■ **AIM OF THE TASK**
Return every entry exactly. Leave nothing out.

[Source records]
[Start of section]

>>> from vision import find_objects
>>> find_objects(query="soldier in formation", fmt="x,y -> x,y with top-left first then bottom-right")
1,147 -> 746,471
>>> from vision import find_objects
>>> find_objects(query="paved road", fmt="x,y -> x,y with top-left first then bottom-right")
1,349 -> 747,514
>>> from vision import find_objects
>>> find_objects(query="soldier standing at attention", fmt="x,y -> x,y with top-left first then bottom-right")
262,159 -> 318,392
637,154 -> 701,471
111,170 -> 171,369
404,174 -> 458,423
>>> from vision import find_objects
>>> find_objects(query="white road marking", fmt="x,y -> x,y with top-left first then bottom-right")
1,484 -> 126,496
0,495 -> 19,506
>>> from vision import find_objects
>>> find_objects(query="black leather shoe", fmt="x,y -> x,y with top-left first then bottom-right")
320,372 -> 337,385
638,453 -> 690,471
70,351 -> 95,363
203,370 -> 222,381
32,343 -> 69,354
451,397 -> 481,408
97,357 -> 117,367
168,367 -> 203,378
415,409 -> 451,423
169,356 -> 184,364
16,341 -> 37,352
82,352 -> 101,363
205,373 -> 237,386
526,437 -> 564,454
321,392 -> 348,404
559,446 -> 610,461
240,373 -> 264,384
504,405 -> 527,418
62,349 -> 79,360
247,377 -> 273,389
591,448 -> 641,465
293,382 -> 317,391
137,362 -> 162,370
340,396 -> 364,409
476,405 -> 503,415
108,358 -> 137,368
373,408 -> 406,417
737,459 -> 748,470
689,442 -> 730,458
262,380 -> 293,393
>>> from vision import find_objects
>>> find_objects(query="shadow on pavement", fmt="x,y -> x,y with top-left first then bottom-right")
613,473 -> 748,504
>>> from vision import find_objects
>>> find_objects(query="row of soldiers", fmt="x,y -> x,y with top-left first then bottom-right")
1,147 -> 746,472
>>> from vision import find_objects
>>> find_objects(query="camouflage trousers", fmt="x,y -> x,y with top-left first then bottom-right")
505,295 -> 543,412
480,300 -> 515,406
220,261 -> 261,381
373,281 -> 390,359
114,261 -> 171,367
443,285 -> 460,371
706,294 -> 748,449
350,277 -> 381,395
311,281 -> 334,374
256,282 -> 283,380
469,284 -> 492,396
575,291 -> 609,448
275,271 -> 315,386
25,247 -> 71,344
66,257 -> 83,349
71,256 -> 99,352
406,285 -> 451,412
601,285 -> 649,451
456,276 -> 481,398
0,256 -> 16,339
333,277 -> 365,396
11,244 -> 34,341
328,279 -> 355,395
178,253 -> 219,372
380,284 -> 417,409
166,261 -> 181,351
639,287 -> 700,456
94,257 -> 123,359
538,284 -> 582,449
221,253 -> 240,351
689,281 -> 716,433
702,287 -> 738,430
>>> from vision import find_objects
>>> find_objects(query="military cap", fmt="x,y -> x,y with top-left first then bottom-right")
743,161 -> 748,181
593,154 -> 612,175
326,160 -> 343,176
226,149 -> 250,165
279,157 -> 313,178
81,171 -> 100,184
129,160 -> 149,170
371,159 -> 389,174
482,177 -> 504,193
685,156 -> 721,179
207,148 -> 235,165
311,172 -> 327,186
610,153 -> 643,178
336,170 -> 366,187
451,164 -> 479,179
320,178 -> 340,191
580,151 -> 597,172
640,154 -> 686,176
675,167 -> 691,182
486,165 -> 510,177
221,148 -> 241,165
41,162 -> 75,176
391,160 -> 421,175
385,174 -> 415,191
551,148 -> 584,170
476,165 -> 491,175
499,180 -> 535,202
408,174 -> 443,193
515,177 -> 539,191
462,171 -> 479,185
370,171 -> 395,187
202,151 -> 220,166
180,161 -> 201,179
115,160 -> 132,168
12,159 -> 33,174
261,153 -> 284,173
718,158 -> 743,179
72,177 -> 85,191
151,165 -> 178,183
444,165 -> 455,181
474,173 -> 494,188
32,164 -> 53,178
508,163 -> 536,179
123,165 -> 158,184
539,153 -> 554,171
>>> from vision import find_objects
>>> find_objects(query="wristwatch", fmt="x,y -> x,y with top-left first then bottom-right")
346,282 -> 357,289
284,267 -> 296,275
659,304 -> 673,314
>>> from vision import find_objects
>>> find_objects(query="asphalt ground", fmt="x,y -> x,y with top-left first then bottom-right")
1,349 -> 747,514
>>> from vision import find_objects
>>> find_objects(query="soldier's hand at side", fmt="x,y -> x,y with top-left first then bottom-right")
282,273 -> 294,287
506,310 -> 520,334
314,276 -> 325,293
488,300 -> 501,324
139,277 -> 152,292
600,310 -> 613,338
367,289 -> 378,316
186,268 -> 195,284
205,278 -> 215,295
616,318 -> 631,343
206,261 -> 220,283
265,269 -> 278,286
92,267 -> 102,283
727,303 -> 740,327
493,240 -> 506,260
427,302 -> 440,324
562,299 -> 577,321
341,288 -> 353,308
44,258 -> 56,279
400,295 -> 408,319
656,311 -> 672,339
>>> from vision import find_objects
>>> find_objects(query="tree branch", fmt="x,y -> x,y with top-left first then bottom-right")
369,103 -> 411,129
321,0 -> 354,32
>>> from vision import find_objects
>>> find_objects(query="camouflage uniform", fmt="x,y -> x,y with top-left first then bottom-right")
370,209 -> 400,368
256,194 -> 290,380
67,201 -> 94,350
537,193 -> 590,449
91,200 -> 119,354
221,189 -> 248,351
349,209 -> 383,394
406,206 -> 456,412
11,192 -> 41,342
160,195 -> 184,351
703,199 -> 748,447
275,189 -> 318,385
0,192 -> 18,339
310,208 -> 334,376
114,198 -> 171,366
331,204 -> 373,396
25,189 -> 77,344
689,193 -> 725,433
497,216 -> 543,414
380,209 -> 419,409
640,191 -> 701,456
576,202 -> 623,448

[End of section]

■ **OUTPUT OF THE TASK**
>>> from vision import find_objects
>>> find_objects(query="soldier in formation", fmt="x,y -> x,y with top-left first then bottom-right")
1,147 -> 746,471
>>> from vision import find_objects
>>> find_objects(query="paved road", fmt="x,y -> x,y with top-left first then bottom-right")
1,349 -> 747,514
>>> from vision import find_objects
>>> find_objects(query="soldier standing at attention", fmt="x,y -> x,y with top-left first then bottom-right")
262,159 -> 318,392
637,154 -> 701,471
111,170 -> 171,369
404,174 -> 458,423
>>> from vision import find_objects
>>> find_objects(query="white road marking", fmt="x,y -> x,y with top-left first then bottom-right")
1,484 -> 126,496
0,495 -> 19,506
>>> from vision import find_objects
>>> find_objects(query="black leather shoe", fmt="x,y -> x,y with top-left first then bottom-right")
320,372 -> 337,385
638,453 -> 690,471
70,351 -> 95,363
203,370 -> 222,381
32,343 -> 69,354
451,397 -> 481,408
97,357 -> 117,367
168,367 -> 203,378
415,409 -> 451,423
169,356 -> 184,364
16,341 -> 37,352
82,352 -> 101,363
205,373 -> 237,386
526,437 -> 564,454
321,392 -> 348,404
559,446 -> 610,461
240,373 -> 264,384
504,405 -> 527,418
62,349 -> 79,360
247,377 -> 273,389
591,448 -> 641,465
293,382 -> 317,391
137,362 -> 162,370
340,396 -> 364,409
476,405 -> 503,415
108,358 -> 137,368
373,408 -> 406,417
737,459 -> 748,470
689,442 -> 730,458
262,380 -> 293,393
>>> from vision import find_objects
>>> find_objects(query="shadow on pavement", fmt="x,y -> x,y with top-left first then bottom-right")
613,473 -> 748,504
>>> from vision import find_objects
>>> find_objects(query="row of soldiers", fmt="x,y -> x,y with top-left first then bottom-right")
1,147 -> 746,472
>>> from vision import find_objects
>>> find_objects(query="camouflage trousers", fmt="x,y -> x,y with top-left first then bottom-right")
505,295 -> 543,412
480,300 -> 515,406
220,261 -> 261,381
373,281 -> 390,359
114,261 -> 171,367
443,285 -> 460,371
706,294 -> 748,449
350,277 -> 381,395
311,281 -> 334,374
256,282 -> 283,380
469,284 -> 492,396
575,291 -> 609,448
275,271 -> 315,386
25,247 -> 71,344
66,257 -> 83,349
71,256 -> 99,352
406,285 -> 451,412
601,285 -> 649,451
456,276 -> 481,398
0,256 -> 16,339
333,277 -> 365,396
11,244 -> 34,341
328,279 -> 355,395
178,253 -> 219,372
380,284 -> 417,409
166,261 -> 181,351
639,287 -> 700,456
94,257 -> 123,359
538,284 -> 582,449
221,253 -> 240,351
689,281 -> 716,433
702,287 -> 738,430
>>> from vision import find_objects
>>> find_objects(query="military cap", fmt="x,y -> x,y with top-left first then bottom-right")
743,161 -> 748,181
593,154 -> 612,175
326,160 -> 343,176
226,149 -> 250,165
279,157 -> 313,178
81,171 -> 100,184
129,160 -> 149,170
371,159 -> 389,174
482,177 -> 504,193
685,156 -> 721,179
207,148 -> 235,165
311,172 -> 327,186
610,153 -> 643,178
336,170 -> 366,187
451,164 -> 479,179
320,178 -> 340,191
580,151 -> 597,172
640,154 -> 686,176
675,167 -> 691,182
486,165 -> 510,177
221,148 -> 241,165
41,162 -> 75,176
391,160 -> 421,175
385,174 -> 415,191
551,148 -> 584,170
476,165 -> 491,175
499,180 -> 535,202
408,174 -> 443,193
515,177 -> 539,191
462,171 -> 479,185
370,171 -> 395,187
202,151 -> 220,166
180,161 -> 201,179
115,160 -> 132,168
12,159 -> 33,174
261,153 -> 284,173
718,158 -> 743,179
72,177 -> 85,191
151,165 -> 178,183
444,165 -> 455,181
474,173 -> 494,188
32,164 -> 53,178
508,163 -> 536,179
123,165 -> 158,184
539,153 -> 554,171
>>> from vision import find_objects
>>> find_objects(query="wristwatch", fmt="x,y -> x,y with top-left first then bottom-right")
346,282 -> 357,289
284,267 -> 296,275
659,304 -> 673,314
>>> from vision import find_objects
>>> find_objects(query="asphalt ground", fmt="x,y -> x,y with top-left first then bottom-right")
1,349 -> 747,514
>>> from vision import find_objects
>>> find_objects(query="soldier's hand at side", fmt="x,y -> x,y with top-left first then bottom-right")
282,273 -> 294,287
506,310 -> 520,334
314,276 -> 325,293
488,300 -> 501,324
139,277 -> 152,292
600,310 -> 613,338
367,289 -> 378,316
186,268 -> 195,284
205,278 -> 215,295
616,318 -> 631,343
206,261 -> 220,283
265,269 -> 278,286
92,267 -> 102,283
727,303 -> 740,327
493,240 -> 506,260
427,302 -> 440,324
562,299 -> 577,321
341,288 -> 353,308
44,258 -> 56,279
400,295 -> 408,319
656,311 -> 672,339
>>> from vision import find_objects
>>> find_objects(query="tree branch", fmt="x,y -> x,y with top-left first then bottom-right")
369,103 -> 411,129
321,0 -> 354,32
>>> from vision import find_objects
>>> find_objects(query="camouflage uniform", fmt="x,y -> x,y with top-left first then bottom-right")
370,209 -> 400,368
256,194 -> 290,380
67,201 -> 94,350
537,193 -> 590,449
91,200 -> 119,354
221,189 -> 248,351
349,209 -> 383,394
406,206 -> 456,412
11,192 -> 41,342
160,195 -> 184,351
703,199 -> 748,447
275,189 -> 318,385
0,192 -> 18,339
310,208 -> 334,376
114,198 -> 171,366
331,204 -> 373,396
25,189 -> 77,344
689,193 -> 725,433
497,216 -> 543,414
380,209 -> 419,409
640,191 -> 701,456
576,202 -> 623,448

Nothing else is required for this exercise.